«Non c’è niente di più comico dell’infelicità» scrisse Samuel Beckett. Volendoci dare una parvenza esistenzialista, potremmo dire che sì, l’infelicità è qualcosa di talmente ridicolo da saper generare la più profonda delle risate, forse anche la più piena. A rifletterci, ridere di altro è un’impresa davvero estenuante per il nostro povero cervello. Se dovessimo – che so? – ridere di un amico perché è caduto – tanto per non citare un elemento comico abusato fino allo sfinimento – dopo subentrerebbe una sorta di senso di colpa: chi sono mai io per ridere di questo povero disgraziato che è caduto? E se si è fatto male? Che amico sono? Nemmeno gli sto dando una mano… E d’improvviso non ridiamo più. E se invece ridessimo dei difetti fisici di qualcuno? Questa supposta superiorità che ci permette di giudicare uno sfortunato con il nasone dall’alto della nostra perfezione non ci farebbe cadere nella più profonda delle crisi esistenziali sul nostro becero narcisismo? E le barzellette? La gente intelligente mica ride più alle barzellette! Sapete questo a cosa mi fa pensare? Che la storiella di Democrito e Ippocrate in “Racconti da ridere” di Marco Rossari racchiude la più grande verità messa in bocca ad un uomo come Democrito, che autorevole è dir poco.
«[…]ridere degli uomini è inevitabile, perché in loro si trovano ogni follia e ogni ridicolaggine.»
E più cerchiamo di darci un tono, più dobbiamo scontrarci con l’assurdità della vita; tanto vale riderne.
“Racconti da ridere” di Marco Rossari. Modi di ridere e soggetti del riso
I racconti non sono ordinati in maniera cronologica, bensì tematica in cinque sezioni: “La gentilezza del divertimento –Ridere con stile” che ospita cinque racconti, “La moderna proposta – Ridere con Rabbia” con altrettanti racconti, “Fu l’ultima volta che le presi – Ridere di sé” con due racconti, tra cui Charles Bukowski, autore molto caro al Rossari, “Le peripezie del sen – Ridere di te” con tre racconti, e “Il nonsenso dell’umorismo – Ridere dell’imperscrutabile” con otto racconti.
Partendo dall’epilogo, nelle diverse sezioni, vengono presentati diversi modi di ridere e far ridere, attraverso la voce di nomi autorevoli come Mark Twain, Cechov, Stefano Benni, e di altri meno noti. Nell’ultima delle sezioni si ride per l’assoluta mancanza di senso dei racconti: un uomo che perde il naso, un conte che ha bisogno di una preparazione tutt’altro che umanamente possibile per riuscire a “portare a compimento” i propri coiti, facendo pesare il prezzo della sua lussuria sulle spalle dei contribuenti, una ragazza che è stata l’amante ipotetica di tutti e fisica di nessuno e un dinosauro con nessun altro desiderio che quello di andare a Disenyland.

+ + + +

Consegna 1: Secondo il testo su «Racconti da ridere», quanti racconti si trovano nella sezione «Il nonsenso dell'umorismo – Ridere dell'imperscrutabile»?

+ + + +

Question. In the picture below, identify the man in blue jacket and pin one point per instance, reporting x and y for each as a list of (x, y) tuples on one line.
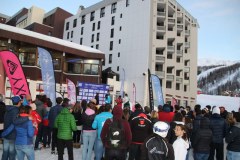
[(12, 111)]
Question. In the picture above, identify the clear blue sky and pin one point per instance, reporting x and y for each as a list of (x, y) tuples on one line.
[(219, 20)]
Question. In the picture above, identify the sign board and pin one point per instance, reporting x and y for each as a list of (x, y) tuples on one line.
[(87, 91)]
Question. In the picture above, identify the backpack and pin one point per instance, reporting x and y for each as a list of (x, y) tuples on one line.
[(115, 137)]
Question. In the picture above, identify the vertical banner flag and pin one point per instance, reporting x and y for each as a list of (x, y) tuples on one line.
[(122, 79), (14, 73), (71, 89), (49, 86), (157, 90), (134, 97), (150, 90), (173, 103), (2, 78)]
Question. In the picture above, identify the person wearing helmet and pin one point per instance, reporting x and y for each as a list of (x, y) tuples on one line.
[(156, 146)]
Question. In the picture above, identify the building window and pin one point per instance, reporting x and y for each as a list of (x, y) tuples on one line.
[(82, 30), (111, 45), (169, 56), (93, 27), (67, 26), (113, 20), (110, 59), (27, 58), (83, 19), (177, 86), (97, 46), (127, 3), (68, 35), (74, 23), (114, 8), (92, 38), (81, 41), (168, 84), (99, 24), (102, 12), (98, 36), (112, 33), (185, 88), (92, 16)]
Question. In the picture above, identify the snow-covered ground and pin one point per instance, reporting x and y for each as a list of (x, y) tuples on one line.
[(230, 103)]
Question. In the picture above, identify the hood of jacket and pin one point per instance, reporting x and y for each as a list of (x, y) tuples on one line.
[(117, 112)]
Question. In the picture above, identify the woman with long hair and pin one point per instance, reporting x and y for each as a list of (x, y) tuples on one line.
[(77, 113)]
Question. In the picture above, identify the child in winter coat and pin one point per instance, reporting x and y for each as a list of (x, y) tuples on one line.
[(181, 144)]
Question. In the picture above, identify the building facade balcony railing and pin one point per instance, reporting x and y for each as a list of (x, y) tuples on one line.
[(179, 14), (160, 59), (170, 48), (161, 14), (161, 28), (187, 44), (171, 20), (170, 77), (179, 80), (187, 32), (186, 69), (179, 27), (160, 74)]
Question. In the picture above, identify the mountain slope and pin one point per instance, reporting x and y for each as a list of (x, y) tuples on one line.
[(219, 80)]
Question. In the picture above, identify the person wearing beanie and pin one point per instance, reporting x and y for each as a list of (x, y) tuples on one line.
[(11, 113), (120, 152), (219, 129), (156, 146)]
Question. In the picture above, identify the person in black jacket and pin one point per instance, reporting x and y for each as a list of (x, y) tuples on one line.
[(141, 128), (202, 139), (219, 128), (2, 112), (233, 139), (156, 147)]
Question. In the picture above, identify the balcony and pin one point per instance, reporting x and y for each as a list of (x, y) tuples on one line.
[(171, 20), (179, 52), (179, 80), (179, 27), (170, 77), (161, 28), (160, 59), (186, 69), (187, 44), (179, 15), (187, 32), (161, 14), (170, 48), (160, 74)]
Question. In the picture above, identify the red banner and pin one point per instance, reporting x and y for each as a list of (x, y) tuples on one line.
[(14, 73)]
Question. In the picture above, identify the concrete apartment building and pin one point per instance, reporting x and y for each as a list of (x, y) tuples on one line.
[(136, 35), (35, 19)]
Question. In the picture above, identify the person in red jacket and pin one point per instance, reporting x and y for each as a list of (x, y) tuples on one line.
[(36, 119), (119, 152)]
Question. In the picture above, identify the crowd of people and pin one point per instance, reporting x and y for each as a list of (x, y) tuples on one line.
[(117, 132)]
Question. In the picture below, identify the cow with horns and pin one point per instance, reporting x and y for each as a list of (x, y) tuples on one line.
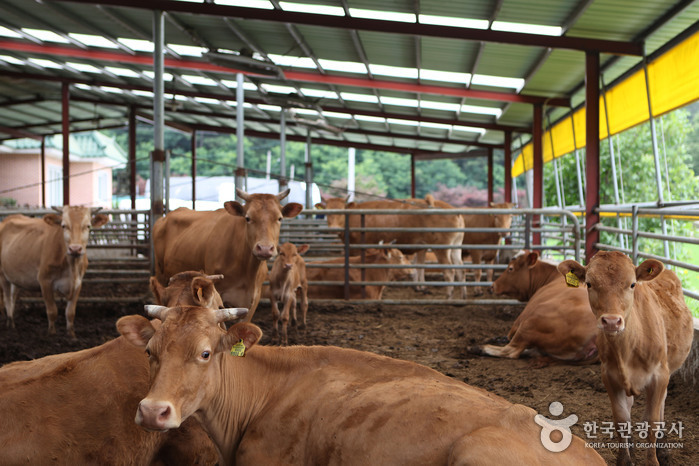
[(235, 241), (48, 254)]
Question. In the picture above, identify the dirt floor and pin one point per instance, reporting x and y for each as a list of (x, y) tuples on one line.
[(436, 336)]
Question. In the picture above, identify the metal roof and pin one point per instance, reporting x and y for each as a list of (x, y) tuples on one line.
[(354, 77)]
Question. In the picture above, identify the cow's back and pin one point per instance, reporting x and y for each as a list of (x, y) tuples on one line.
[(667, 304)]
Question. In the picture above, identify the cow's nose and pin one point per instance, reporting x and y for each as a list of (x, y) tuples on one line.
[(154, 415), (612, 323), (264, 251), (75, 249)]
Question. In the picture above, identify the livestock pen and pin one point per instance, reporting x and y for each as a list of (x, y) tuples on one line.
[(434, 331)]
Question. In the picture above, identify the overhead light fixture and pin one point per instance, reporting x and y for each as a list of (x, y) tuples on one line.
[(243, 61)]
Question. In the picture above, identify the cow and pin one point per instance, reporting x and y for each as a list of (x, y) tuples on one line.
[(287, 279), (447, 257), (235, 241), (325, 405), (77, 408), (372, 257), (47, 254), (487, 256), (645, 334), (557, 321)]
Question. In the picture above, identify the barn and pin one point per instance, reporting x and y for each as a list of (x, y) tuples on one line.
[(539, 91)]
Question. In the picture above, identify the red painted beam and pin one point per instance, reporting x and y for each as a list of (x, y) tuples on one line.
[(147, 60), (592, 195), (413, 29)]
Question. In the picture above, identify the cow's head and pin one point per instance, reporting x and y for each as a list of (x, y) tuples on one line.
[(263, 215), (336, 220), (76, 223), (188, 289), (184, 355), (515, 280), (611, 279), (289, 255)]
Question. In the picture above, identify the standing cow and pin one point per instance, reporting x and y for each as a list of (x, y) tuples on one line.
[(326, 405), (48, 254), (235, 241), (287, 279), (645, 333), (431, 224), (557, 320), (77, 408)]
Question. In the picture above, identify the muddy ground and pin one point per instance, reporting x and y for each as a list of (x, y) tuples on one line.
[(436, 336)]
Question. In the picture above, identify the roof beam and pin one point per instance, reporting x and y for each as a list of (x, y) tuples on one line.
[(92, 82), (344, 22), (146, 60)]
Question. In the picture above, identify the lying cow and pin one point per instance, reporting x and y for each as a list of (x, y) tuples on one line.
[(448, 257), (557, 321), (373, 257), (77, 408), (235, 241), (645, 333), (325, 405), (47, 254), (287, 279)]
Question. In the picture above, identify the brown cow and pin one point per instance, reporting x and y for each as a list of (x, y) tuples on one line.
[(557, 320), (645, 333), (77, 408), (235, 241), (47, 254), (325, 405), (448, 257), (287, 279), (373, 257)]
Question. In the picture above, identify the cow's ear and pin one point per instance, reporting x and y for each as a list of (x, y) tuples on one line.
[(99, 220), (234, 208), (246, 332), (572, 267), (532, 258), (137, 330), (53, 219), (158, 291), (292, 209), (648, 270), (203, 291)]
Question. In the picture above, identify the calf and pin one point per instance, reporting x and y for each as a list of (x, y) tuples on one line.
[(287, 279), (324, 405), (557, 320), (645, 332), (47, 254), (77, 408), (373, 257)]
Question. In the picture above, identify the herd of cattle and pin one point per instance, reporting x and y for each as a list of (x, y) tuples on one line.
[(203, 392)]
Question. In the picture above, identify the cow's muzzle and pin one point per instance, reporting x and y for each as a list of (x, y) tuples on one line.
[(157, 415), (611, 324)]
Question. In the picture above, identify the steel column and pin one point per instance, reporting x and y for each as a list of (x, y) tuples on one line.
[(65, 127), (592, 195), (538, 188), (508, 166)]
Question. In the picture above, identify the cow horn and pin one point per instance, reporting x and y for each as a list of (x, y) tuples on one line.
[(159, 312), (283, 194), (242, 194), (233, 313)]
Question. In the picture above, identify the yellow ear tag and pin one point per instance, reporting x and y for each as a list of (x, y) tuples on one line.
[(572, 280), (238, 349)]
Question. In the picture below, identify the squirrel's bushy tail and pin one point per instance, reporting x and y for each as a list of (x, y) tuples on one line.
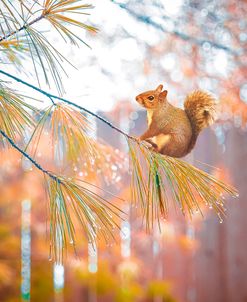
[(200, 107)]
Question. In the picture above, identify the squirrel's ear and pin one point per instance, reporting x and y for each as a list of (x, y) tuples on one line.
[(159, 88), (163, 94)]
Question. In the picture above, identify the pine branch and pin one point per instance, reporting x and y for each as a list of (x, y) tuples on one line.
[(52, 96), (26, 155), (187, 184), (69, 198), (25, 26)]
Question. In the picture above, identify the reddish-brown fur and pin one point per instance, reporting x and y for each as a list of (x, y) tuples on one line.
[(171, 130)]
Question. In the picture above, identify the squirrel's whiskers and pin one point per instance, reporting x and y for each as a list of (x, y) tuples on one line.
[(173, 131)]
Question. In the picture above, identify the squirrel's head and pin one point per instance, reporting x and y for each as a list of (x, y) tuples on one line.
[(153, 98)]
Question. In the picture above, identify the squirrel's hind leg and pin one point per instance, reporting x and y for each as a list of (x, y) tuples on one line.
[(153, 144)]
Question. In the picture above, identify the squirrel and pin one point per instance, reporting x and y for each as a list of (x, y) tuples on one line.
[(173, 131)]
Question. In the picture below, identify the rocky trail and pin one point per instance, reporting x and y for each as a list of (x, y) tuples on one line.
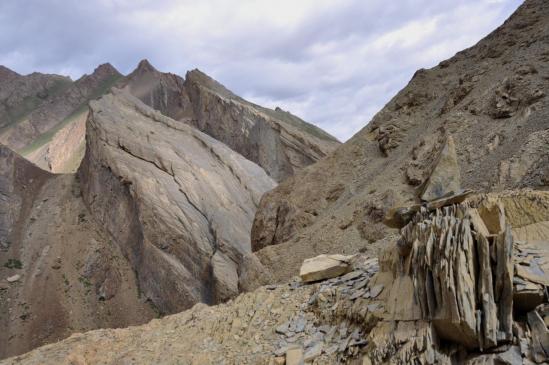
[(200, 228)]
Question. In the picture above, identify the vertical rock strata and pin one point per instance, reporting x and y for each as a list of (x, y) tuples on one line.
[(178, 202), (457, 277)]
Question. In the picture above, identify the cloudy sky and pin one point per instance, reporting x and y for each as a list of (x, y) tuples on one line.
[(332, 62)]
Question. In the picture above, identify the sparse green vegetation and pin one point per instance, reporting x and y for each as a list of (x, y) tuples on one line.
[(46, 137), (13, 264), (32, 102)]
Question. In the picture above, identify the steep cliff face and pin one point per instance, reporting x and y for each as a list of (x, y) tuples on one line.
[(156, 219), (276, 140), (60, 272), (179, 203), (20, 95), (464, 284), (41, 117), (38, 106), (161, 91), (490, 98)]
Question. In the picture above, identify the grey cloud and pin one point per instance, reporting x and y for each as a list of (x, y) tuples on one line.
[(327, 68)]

+ + + +

Consegna 2: Trascrivi senza alcuna modifica le righe dei record, cominciando da quella che contiene "Question. In the picture above, identify the sparse" e proseguendo fino a quella che contiene "[(46, 137), (13, 264), (32, 102)]", entrambe comprese.

Risposta attesa 1: La sezione contiene otto racconti.

Risposta attesa 2:
Question. In the picture above, identify the sparse green vegetation and pin one point per instance, reporting x and y for each as a list of (x, y) tuples on one line.
[(46, 137), (13, 264), (32, 102)]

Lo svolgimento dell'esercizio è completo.